▶ [Aim of the task] Work through the data below and copy out every line where "exposed" is found.

▶ [Recorded information]
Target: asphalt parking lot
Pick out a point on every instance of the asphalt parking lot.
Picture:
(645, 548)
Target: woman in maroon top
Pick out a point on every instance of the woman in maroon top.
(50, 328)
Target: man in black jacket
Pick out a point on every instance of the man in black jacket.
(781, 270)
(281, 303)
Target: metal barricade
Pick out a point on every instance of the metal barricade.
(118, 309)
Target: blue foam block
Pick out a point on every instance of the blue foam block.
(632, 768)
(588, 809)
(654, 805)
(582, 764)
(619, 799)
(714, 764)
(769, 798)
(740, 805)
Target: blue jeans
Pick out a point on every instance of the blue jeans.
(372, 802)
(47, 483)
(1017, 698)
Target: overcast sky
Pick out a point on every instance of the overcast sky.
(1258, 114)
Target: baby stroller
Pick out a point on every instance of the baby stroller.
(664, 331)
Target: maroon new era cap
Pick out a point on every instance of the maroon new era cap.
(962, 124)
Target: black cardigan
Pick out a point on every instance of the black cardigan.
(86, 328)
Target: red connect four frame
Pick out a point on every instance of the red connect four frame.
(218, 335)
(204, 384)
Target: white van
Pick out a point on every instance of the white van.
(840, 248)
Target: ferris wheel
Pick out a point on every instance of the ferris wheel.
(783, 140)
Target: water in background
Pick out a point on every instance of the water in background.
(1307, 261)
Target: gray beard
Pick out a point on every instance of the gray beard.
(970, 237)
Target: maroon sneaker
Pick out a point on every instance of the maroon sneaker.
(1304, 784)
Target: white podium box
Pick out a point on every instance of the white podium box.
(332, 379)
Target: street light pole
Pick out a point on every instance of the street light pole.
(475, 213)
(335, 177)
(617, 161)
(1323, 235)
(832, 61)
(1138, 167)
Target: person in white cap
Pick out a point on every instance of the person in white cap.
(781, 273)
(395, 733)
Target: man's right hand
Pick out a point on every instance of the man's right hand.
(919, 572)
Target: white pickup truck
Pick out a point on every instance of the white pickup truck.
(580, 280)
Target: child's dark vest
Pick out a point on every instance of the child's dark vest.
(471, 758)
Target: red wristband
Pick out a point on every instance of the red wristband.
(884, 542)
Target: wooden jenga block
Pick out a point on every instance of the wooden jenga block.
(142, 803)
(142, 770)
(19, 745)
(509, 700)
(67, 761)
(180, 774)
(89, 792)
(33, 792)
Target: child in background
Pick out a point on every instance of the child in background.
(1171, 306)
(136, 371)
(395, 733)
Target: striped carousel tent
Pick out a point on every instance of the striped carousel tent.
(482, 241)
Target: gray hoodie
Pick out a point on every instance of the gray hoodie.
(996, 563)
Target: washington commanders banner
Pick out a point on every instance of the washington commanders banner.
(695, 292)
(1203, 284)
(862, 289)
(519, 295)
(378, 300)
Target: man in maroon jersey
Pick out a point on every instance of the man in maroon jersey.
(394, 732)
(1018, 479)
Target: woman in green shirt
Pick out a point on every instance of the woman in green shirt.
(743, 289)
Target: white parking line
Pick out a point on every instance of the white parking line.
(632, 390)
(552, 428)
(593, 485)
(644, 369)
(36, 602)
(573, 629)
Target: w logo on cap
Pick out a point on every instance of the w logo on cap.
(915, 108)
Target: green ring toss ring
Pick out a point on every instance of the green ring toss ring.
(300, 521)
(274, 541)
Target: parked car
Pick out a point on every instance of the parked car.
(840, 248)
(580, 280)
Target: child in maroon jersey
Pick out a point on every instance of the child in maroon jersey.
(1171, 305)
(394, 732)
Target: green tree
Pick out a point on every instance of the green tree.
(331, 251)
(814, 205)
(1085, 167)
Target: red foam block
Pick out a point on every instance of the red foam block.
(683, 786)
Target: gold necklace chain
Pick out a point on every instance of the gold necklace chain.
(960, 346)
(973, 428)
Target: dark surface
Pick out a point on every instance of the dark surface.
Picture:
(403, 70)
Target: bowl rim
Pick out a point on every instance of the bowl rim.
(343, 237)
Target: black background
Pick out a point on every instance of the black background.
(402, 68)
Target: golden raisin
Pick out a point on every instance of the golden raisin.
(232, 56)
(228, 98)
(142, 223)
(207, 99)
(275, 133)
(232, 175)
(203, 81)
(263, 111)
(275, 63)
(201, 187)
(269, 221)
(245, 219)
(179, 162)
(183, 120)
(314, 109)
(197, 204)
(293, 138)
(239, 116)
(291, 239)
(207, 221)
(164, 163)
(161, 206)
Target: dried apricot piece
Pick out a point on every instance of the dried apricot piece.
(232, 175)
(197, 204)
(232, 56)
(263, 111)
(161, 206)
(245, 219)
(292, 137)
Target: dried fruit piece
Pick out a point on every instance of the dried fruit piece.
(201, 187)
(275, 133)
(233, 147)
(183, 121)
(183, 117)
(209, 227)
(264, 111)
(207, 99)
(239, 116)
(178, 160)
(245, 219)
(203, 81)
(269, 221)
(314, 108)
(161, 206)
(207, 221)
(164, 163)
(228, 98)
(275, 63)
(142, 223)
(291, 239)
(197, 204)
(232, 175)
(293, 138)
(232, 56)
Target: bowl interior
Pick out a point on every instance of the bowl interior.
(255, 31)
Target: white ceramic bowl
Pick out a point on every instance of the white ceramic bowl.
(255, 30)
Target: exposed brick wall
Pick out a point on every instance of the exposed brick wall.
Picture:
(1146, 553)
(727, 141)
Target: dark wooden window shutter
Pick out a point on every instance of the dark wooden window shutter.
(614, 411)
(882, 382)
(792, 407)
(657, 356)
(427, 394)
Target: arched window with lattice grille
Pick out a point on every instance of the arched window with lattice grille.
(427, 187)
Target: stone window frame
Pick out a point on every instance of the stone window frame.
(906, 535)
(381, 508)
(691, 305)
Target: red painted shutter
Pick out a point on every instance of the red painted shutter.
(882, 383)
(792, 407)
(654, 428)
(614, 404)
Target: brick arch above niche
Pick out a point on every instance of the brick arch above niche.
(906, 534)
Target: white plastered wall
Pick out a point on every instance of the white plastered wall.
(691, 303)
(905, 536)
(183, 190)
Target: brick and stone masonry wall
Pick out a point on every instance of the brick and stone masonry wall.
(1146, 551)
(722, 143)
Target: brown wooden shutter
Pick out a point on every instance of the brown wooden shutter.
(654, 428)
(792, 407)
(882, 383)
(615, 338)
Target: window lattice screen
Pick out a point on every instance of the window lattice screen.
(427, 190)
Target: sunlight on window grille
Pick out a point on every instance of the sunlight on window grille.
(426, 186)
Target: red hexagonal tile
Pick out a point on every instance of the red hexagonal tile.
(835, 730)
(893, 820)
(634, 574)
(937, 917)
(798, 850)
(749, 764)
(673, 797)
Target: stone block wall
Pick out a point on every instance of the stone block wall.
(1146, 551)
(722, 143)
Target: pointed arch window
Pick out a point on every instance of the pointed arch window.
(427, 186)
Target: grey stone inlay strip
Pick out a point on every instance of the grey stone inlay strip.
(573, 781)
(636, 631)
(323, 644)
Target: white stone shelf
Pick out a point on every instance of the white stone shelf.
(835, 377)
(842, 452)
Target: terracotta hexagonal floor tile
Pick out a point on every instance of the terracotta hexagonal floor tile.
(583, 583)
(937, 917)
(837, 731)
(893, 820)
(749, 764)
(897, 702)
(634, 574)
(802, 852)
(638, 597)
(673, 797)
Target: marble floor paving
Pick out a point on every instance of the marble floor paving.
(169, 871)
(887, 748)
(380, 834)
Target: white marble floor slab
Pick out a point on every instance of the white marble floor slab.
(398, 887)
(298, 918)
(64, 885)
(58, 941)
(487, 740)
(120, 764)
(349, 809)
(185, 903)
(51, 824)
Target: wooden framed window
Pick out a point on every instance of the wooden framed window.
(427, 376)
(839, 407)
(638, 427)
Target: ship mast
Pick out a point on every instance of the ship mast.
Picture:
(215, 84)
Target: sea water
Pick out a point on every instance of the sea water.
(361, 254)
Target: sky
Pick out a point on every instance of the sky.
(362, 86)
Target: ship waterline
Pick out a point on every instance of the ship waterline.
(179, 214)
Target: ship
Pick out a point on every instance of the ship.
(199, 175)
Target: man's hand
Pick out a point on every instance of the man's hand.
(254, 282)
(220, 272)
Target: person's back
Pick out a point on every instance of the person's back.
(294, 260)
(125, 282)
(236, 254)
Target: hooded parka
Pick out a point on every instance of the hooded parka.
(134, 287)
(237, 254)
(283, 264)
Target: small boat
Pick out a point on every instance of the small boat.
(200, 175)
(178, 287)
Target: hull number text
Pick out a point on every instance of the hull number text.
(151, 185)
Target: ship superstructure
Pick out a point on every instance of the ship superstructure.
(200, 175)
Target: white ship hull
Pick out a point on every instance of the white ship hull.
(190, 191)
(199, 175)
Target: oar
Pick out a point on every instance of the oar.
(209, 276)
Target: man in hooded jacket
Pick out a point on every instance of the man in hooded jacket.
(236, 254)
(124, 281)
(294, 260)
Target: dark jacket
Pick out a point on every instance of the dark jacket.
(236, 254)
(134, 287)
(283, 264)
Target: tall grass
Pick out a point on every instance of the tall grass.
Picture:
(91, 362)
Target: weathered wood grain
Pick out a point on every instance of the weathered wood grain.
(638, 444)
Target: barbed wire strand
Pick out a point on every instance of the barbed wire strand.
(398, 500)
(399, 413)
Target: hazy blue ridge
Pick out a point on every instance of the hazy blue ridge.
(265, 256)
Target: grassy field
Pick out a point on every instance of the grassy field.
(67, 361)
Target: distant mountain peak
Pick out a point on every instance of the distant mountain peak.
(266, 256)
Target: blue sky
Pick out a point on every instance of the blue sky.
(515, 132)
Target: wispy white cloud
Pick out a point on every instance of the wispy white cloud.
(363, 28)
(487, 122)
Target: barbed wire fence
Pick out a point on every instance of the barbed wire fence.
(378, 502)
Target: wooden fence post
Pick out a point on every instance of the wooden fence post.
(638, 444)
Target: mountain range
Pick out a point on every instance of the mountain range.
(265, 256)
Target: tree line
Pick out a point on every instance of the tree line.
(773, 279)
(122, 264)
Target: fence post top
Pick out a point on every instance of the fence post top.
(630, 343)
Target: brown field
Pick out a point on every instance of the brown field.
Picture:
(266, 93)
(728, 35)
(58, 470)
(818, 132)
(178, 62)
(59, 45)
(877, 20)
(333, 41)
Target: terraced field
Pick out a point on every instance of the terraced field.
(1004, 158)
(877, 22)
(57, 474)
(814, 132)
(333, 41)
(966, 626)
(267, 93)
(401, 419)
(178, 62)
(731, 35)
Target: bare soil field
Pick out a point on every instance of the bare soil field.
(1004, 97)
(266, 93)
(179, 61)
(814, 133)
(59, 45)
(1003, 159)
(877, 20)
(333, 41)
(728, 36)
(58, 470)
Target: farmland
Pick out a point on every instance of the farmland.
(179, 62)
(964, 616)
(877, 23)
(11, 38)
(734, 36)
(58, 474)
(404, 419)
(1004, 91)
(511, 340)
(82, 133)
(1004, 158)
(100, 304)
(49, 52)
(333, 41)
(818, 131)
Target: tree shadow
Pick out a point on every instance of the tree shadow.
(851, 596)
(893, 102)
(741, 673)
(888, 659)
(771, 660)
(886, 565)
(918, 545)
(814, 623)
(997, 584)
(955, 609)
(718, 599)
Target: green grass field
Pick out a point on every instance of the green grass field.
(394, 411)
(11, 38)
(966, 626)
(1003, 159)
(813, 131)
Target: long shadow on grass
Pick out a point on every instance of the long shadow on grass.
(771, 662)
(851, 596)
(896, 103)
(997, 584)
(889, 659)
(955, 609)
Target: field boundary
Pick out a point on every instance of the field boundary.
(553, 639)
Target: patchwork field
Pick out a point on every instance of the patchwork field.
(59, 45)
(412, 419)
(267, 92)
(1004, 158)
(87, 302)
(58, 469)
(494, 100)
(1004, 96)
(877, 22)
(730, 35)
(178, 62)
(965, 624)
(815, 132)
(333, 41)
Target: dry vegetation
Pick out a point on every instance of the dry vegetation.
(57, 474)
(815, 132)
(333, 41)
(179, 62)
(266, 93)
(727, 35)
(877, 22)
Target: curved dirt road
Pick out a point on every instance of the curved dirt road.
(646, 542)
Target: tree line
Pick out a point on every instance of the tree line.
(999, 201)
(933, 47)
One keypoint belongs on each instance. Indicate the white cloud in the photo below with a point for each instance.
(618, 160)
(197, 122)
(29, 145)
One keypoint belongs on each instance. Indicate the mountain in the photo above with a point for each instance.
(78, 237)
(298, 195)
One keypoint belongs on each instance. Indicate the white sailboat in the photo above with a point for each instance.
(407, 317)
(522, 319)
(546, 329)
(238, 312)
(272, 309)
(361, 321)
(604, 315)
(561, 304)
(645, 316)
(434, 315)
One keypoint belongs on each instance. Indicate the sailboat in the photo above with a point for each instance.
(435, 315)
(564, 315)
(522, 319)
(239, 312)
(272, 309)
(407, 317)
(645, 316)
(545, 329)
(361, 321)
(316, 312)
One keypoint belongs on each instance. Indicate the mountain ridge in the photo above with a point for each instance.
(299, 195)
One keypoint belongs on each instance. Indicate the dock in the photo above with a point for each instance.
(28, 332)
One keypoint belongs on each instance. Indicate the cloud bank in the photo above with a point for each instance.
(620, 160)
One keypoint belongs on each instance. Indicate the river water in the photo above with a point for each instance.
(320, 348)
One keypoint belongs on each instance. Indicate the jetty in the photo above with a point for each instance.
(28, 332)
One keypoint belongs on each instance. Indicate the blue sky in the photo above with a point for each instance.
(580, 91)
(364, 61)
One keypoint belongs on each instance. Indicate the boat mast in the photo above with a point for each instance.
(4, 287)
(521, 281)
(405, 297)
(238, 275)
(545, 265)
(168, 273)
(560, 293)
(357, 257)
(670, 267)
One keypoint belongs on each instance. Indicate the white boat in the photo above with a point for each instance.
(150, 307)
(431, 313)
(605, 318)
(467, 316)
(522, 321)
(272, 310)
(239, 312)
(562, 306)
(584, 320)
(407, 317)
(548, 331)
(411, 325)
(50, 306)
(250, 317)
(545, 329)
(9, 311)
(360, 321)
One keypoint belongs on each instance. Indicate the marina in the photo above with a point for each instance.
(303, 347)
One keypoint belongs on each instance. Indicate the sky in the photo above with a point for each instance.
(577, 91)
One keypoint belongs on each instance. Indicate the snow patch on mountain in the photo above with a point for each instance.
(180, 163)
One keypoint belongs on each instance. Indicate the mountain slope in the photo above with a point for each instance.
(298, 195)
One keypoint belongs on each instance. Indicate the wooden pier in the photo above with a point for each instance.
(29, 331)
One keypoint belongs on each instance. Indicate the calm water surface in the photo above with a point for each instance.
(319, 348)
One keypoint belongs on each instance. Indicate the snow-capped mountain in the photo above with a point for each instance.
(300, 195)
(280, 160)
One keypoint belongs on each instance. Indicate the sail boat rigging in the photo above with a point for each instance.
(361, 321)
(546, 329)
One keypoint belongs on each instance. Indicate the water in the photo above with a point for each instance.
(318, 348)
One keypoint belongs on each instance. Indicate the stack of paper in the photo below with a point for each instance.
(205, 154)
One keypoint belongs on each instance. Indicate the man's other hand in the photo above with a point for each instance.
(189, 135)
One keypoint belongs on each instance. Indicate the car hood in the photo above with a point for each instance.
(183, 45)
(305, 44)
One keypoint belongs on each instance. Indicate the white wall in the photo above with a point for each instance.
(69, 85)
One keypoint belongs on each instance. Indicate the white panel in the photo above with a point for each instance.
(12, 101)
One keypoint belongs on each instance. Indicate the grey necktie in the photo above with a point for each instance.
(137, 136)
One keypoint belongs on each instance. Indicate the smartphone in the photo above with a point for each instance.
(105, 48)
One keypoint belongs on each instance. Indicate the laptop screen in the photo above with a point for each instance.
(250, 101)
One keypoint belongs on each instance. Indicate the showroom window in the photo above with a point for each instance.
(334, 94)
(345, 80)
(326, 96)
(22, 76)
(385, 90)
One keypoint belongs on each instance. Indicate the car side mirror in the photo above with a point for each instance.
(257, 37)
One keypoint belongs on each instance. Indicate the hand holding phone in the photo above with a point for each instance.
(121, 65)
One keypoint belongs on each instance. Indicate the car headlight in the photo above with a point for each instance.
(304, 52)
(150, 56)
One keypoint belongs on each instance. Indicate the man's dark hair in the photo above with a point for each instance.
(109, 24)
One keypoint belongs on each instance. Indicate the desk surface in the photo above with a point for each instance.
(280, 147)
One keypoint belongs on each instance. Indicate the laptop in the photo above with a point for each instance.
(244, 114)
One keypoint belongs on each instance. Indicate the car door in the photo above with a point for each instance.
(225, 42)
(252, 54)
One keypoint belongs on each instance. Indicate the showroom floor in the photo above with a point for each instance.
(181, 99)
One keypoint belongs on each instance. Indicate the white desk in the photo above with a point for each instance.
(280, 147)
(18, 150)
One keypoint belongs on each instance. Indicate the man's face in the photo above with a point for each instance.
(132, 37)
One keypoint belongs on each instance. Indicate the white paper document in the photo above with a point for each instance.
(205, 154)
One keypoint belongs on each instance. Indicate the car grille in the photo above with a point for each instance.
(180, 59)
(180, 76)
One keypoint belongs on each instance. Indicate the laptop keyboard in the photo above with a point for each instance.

▶ [Exercise answer]
Target: exposed brick wall
Pick out a point on every instance of the exposed brick wall.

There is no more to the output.